- About this task
Tally every line in the data that has the word "dirt" and report only the total.

- The data
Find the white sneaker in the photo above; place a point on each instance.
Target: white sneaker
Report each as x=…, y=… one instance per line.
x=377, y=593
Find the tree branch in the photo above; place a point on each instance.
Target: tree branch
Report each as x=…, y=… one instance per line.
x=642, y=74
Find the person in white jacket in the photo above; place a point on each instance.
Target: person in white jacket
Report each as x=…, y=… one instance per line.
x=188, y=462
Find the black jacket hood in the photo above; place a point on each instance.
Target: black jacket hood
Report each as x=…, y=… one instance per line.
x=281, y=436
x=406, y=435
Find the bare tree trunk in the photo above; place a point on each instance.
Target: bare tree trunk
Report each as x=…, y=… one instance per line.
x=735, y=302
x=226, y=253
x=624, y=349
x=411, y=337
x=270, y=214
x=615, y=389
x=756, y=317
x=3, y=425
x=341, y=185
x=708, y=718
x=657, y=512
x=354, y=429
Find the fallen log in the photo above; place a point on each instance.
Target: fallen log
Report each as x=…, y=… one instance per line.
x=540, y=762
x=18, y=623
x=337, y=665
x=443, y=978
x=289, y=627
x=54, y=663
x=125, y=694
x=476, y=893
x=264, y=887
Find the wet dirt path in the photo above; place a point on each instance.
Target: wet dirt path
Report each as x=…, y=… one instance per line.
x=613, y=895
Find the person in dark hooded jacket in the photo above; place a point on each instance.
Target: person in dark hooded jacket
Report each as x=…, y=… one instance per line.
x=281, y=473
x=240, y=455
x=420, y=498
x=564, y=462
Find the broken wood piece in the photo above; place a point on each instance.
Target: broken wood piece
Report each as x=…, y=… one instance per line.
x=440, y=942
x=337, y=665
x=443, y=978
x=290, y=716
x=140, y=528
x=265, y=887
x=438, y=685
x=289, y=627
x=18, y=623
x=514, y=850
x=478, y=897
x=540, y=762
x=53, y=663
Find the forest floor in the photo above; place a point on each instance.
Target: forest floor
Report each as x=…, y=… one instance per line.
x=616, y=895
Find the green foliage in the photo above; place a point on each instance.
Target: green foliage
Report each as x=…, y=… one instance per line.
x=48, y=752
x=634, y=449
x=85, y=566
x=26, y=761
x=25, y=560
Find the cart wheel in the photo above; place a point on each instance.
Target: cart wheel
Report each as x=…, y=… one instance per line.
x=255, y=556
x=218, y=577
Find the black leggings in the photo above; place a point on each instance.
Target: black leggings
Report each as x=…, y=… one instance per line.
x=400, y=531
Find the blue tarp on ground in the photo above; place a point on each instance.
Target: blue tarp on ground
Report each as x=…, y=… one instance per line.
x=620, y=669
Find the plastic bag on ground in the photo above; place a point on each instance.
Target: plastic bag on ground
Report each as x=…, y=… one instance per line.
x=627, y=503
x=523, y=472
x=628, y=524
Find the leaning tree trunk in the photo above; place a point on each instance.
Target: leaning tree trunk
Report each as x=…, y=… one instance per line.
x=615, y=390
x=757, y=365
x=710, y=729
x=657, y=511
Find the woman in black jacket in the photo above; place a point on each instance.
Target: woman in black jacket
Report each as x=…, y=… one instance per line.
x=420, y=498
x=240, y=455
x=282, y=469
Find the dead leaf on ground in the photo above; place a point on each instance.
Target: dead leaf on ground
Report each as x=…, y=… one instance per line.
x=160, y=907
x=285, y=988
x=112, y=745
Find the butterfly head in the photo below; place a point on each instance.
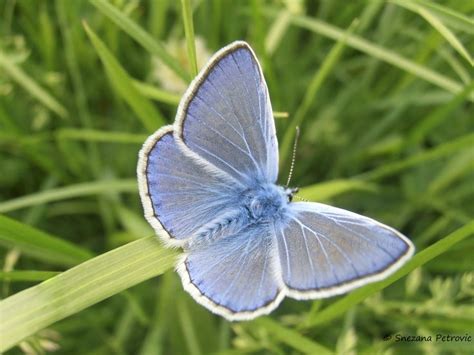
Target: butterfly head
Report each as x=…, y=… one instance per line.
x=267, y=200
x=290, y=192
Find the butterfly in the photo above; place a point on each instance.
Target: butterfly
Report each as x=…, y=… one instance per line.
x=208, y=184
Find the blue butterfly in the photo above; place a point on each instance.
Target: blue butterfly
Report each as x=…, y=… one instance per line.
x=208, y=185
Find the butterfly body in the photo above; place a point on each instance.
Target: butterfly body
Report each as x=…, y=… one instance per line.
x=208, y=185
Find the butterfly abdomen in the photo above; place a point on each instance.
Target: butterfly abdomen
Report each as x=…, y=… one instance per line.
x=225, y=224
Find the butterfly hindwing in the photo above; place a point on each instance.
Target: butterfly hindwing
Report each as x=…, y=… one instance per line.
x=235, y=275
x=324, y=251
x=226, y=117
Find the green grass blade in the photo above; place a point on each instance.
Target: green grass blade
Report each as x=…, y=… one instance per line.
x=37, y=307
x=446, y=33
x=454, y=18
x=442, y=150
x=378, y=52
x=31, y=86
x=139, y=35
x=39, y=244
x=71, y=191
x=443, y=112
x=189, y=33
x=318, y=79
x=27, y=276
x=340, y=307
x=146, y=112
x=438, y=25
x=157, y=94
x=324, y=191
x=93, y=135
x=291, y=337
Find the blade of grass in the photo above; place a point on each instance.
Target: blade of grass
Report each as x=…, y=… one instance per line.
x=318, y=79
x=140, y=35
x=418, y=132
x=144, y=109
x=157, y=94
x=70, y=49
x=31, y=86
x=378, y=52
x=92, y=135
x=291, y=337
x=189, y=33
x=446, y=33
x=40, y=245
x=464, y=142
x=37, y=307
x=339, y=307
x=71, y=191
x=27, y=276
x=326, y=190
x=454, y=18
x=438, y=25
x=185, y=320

--

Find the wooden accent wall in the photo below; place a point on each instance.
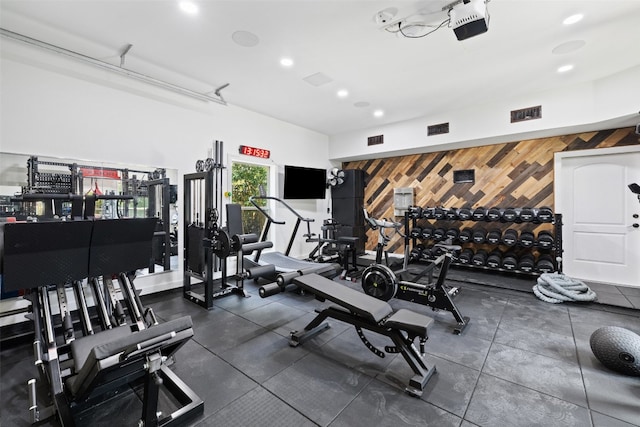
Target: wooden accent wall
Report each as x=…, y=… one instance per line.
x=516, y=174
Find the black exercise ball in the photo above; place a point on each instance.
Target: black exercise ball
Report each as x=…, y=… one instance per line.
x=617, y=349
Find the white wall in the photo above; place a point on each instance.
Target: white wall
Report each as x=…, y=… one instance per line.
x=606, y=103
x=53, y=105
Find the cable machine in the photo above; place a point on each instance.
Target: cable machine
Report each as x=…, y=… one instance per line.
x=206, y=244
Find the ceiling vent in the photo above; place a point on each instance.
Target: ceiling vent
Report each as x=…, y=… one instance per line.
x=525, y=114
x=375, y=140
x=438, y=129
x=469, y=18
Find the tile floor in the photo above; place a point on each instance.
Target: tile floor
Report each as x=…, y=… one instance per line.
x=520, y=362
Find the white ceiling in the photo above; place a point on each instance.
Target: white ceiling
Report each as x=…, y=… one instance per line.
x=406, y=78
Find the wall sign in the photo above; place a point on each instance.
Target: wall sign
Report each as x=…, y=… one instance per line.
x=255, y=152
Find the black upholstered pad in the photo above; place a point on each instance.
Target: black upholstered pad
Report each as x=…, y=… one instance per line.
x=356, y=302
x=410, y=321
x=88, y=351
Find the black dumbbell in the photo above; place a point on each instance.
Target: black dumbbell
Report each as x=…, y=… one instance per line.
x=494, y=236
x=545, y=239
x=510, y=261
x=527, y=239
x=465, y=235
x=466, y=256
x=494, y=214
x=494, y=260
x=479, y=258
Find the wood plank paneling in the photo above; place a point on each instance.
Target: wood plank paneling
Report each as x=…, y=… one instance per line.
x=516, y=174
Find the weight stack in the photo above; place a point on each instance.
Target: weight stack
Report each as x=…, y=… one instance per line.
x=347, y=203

- Result for this exercise
2